___ GIVEN RECORDS ___

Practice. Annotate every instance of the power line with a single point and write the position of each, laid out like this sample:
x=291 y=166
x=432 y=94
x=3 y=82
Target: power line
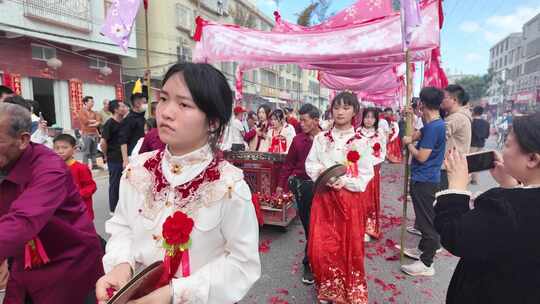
x=100 y=21
x=80 y=38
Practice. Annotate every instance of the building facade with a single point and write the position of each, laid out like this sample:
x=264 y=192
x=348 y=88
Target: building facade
x=515 y=64
x=171 y=28
x=52 y=52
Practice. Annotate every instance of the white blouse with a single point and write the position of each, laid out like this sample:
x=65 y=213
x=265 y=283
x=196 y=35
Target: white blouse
x=325 y=153
x=374 y=137
x=394 y=131
x=287 y=131
x=224 y=256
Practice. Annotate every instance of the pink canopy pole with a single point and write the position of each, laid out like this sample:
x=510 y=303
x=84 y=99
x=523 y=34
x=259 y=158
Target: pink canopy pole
x=379 y=39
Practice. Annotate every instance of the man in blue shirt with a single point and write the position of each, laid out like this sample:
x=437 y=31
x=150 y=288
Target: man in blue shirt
x=427 y=158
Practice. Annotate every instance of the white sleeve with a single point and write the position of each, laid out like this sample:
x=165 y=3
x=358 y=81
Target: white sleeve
x=137 y=147
x=229 y=277
x=119 y=246
x=395 y=128
x=39 y=136
x=382 y=141
x=314 y=166
x=365 y=169
x=289 y=136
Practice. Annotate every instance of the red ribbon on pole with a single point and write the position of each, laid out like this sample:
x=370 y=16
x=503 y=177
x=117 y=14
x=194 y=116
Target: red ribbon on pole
x=198 y=30
x=34 y=254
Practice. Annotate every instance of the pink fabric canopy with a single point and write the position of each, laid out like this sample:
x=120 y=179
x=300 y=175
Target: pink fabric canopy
x=379 y=39
x=360 y=12
x=434 y=75
x=358 y=49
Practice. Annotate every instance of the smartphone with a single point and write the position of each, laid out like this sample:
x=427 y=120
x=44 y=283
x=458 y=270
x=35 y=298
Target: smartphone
x=481 y=161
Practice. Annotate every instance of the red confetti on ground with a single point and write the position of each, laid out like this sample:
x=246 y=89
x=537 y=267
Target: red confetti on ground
x=390 y=243
x=400 y=277
x=295 y=268
x=277 y=300
x=283 y=291
x=395 y=257
x=427 y=292
x=264 y=246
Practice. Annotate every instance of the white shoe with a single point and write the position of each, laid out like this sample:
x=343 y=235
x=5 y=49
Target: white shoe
x=418 y=268
x=414 y=253
x=414 y=231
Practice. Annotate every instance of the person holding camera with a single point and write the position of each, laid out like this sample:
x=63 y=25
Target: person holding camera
x=495 y=236
x=427 y=158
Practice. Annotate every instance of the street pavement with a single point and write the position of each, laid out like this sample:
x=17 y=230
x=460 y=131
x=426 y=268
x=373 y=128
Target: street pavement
x=282 y=252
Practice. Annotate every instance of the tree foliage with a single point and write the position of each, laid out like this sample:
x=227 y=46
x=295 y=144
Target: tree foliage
x=243 y=17
x=304 y=18
x=475 y=86
x=322 y=10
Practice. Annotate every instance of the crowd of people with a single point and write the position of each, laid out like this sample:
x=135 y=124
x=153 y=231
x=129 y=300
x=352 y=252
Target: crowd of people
x=173 y=198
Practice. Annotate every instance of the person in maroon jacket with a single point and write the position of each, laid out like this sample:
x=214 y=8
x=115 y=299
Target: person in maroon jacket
x=44 y=227
x=293 y=174
x=252 y=126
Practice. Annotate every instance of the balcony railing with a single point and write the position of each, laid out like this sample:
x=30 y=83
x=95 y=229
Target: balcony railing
x=74 y=14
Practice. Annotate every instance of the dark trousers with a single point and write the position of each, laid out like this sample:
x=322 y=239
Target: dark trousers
x=303 y=193
x=90 y=148
x=444 y=180
x=423 y=196
x=115 y=173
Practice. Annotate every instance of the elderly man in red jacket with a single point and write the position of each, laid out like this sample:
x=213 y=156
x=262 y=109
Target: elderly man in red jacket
x=44 y=227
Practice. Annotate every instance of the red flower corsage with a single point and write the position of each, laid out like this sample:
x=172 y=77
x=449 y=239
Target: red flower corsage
x=377 y=150
x=176 y=241
x=353 y=156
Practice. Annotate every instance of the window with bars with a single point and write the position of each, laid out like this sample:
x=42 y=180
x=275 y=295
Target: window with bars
x=106 y=5
x=97 y=62
x=184 y=16
x=40 y=52
x=184 y=54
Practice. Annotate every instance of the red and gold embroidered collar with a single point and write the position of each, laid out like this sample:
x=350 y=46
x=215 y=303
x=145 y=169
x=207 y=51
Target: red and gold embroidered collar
x=328 y=135
x=209 y=174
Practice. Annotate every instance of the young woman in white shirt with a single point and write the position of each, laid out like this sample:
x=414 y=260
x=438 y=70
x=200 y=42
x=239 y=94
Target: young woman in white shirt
x=337 y=224
x=369 y=128
x=204 y=199
x=280 y=133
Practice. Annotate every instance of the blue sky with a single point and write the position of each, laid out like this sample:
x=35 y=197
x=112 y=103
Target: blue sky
x=471 y=27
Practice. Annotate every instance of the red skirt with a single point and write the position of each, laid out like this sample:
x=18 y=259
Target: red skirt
x=394 y=151
x=336 y=245
x=373 y=208
x=257 y=206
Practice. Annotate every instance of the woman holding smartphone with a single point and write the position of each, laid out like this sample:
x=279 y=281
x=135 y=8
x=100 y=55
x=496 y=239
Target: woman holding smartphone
x=496 y=237
x=184 y=204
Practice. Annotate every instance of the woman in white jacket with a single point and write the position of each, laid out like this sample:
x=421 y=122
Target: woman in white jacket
x=188 y=184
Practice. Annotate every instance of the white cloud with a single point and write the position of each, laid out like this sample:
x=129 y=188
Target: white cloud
x=469 y=27
x=496 y=27
x=269 y=3
x=473 y=57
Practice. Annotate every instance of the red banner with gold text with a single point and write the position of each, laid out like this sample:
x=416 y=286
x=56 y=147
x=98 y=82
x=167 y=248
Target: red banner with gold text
x=75 y=101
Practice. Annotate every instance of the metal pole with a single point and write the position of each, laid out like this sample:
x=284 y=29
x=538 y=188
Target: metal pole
x=408 y=132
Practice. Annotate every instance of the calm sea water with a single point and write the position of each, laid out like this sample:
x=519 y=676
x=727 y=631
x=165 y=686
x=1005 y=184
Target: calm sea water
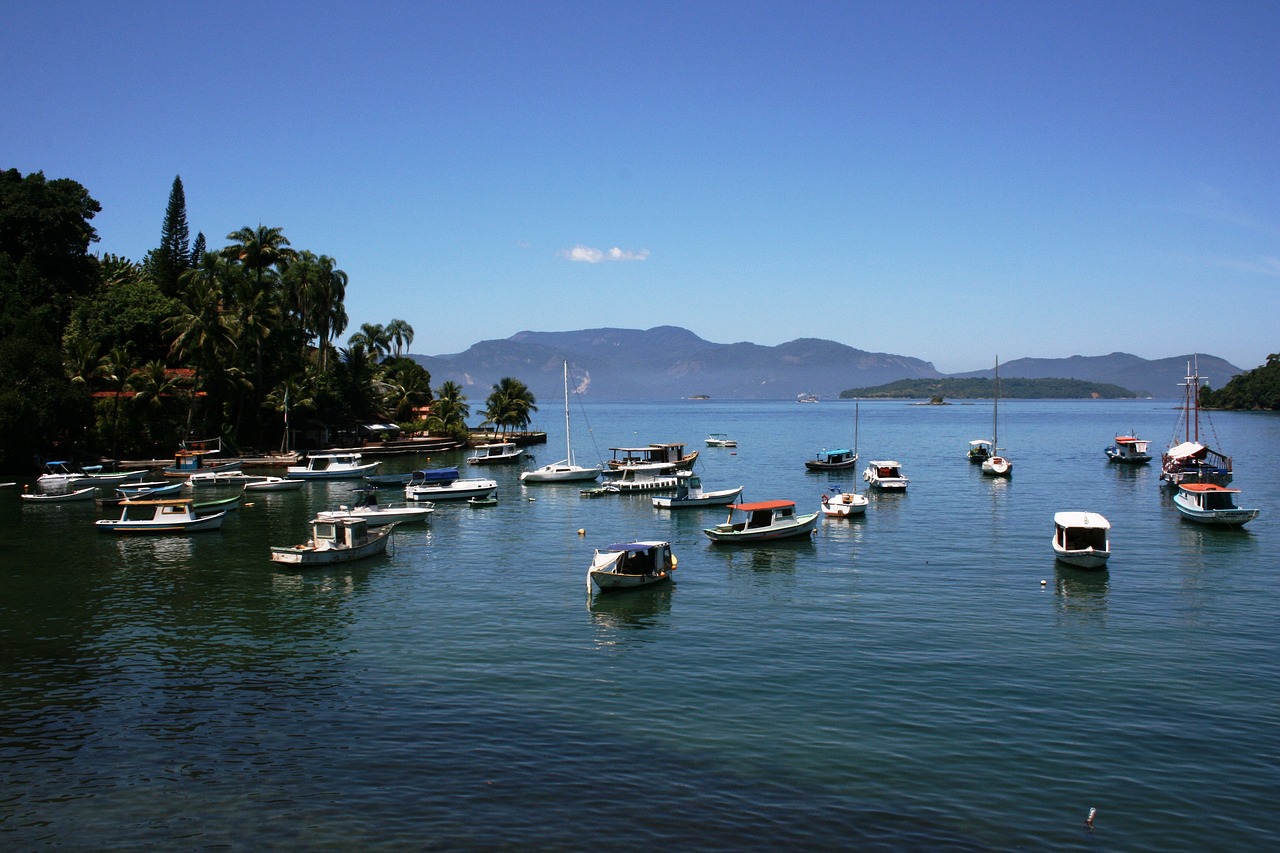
x=901 y=682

___

▸ **TASK**:
Each line of the listing is to be retyped exactly, and its pictures are to be dropped.

▸ **COMPLETED TASK**:
Practice. Annotate every instance of the power line with a single point and write the position of each, laid out like this sample:
x=291 y=166
x=432 y=94
x=3 y=82
Target: power line
x=100 y=21
x=80 y=38
Practice. Annotate every instance of the building facade with a single point and write the position of each, laid out like this sample:
x=264 y=192
x=348 y=88
Target: building facade
x=515 y=64
x=171 y=28
x=52 y=52
Practice. Annotate every instance of the white blouse with a single point and write the position of each, laid out like this sample:
x=65 y=213
x=265 y=283
x=196 y=35
Target: white blouse
x=325 y=153
x=374 y=137
x=394 y=131
x=287 y=131
x=224 y=256
Practice. Annotate every instance of the pink canopy pole with a single point and write the position of each, laid out like this sample:
x=510 y=303
x=84 y=99
x=523 y=34
x=259 y=158
Target: pink canopy pole
x=379 y=39
Practice. Annotate every instance of the man in blue shirt with a single point and write the position of each, laid out like this sample:
x=437 y=31
x=150 y=288
Target: man in blue shirt
x=427 y=158
Practice. Annotate every instance of the white sleeve with a single point and write the position of each, laid out like this sample:
x=165 y=3
x=358 y=81
Target: white sleeve
x=137 y=147
x=229 y=277
x=119 y=246
x=395 y=128
x=39 y=136
x=382 y=141
x=314 y=166
x=365 y=169
x=289 y=136
Practice. Annotate every instance of the red ribbon on pole with a single point and write the position of each, laid out like this sample:
x=370 y=16
x=503 y=177
x=117 y=14
x=194 y=116
Target: red ribbon on pole
x=198 y=30
x=34 y=254
Practice. Annotate every instance of the pink fabric canopy with a single point and write the position of each, laid out like this sample:
x=120 y=179
x=300 y=175
Target: pink fabric canopy
x=379 y=39
x=360 y=12
x=434 y=75
x=358 y=49
Practice. Annotate every instance of the smartphone with a single point and write the position of each, laid out like this sample:
x=427 y=120
x=44 y=283
x=458 y=270
x=35 y=298
Target: smartphone
x=481 y=161
Practice. Annotate every instance of the red confetti on ground with a single point and write the position of each, laid out like this sample:
x=246 y=89
x=537 y=267
Target: red confetti on ground
x=390 y=243
x=400 y=277
x=295 y=268
x=277 y=300
x=283 y=291
x=395 y=257
x=427 y=292
x=264 y=246
Practice. Annotate every instance of the white shoe with a single point and write the position of each, laid out like this sample:
x=343 y=235
x=5 y=49
Target: white shoe
x=418 y=268
x=414 y=253
x=414 y=231
Practice. Annotate every instance of the person holding camera with a single point and write the position of each, laid out like this sample:
x=63 y=25
Target: person holding camera
x=495 y=236
x=427 y=158
Practice. Annotate every instance of the street pavement with a single point and write the position of each, laid out like this sample:
x=17 y=230
x=460 y=131
x=426 y=268
x=373 y=128
Target: street pavement
x=282 y=252
Practice. Annotate every instance of the tree foliage with a single point and write the position of each, laid out like this sample:
x=227 y=46
x=295 y=144
Target: tree foliage
x=243 y=17
x=304 y=18
x=475 y=86
x=322 y=10
Practice. Annotate every instance of the crowd of people with a single point and write the position of each, laid out like this sample:
x=135 y=124
x=153 y=231
x=129 y=300
x=352 y=252
Target: crowd of people
x=173 y=198
Practice. Annotate every instance of the person in maroon jacket with a single point and write the position of each, laid out like this sample:
x=214 y=8
x=115 y=299
Target: person in maroon jacket
x=44 y=227
x=293 y=174
x=252 y=126
Practice. Annotate every instance of the balcony railing with a single point and write the position of each, laid out like this sample:
x=30 y=83
x=95 y=229
Target: balcony railing
x=74 y=14
Practice. Annotate every instance of the dark trousers with a single point and write the position of each, laid out like this sample:
x=322 y=239
Target: dark trousers
x=303 y=193
x=90 y=148
x=444 y=180
x=423 y=196
x=115 y=173
Practice. Annotate every instance of the elderly man in red jacket with a single point and write the position of each, laid out like this sample:
x=213 y=156
x=262 y=109
Target: elderly man in red jacket
x=44 y=227
Practice. Annotate every instance of the red flower corsage with a single point and write the position of each, laid out like this sample:
x=172 y=77
x=449 y=239
Target: red flower corsage
x=377 y=150
x=176 y=241
x=353 y=156
Practice. Annotate every instance of the window with bars with a single point and write the position of each, laid out like this sample:
x=42 y=180
x=275 y=295
Target: window with bars
x=106 y=5
x=97 y=62
x=184 y=16
x=40 y=52
x=184 y=54
Practice. Annotate every instance of the red and gold embroidered collar with a single point and write the position of each, laid out like this sample:
x=350 y=46
x=215 y=303
x=145 y=169
x=207 y=51
Target: red and gold embroidered collar
x=328 y=135
x=209 y=174
Practice. Annotate every instance of the young woman in white shirt with a single point and write the position of each, laid out like this sample:
x=414 y=260
x=438 y=70
x=200 y=42
x=239 y=94
Target: young woman in white shirt
x=337 y=224
x=369 y=128
x=204 y=199
x=280 y=133
Practice. Annotate every instance of the blue sky with a single point and write the position of each, laid out like this sample:
x=35 y=197
x=112 y=103
Target: blue sky
x=471 y=27
Practice. Annotate every instance of the red skirt with a single point and write the position of each, laid out like this sample:
x=18 y=259
Target: red skirt
x=394 y=151
x=336 y=245
x=373 y=208
x=257 y=206
Practice. Annotate every instance of the woman holding smartphone with a single point and write the position of each, laid out like this sample:
x=279 y=281
x=135 y=8
x=100 y=55
x=496 y=239
Target: woman holding smartphone
x=496 y=237
x=184 y=204
Practice. Annotate every instance of the woman in white jacket with a single point and write the position of each, laid out like this sample:
x=421 y=122
Target: woman in white jacket
x=188 y=184
Practice. Annotate every instance of the white cloud with a single point and write the position of each, laid out like this sample:
x=129 y=188
Target: white cloud
x=469 y=27
x=496 y=27
x=269 y=3
x=473 y=57
Practice. Annotate every instance of the red banner with gold text with a single point and write the position of each, laid out like this sample:
x=416 y=286
x=56 y=147
x=98 y=82
x=167 y=248
Target: red banner with gold text
x=75 y=101
Practice. Annotate every instance of the metal pole with a single point and write the position of each, laid out like this sample:
x=284 y=29
x=538 y=188
Target: metal pole
x=408 y=132
Practice. Annotate every instance of the calm sea water with a single point and write the position of each, laid out like this sample:
x=519 y=676
x=727 y=631
x=165 y=686
x=1005 y=184
Target: calm sea water
x=901 y=682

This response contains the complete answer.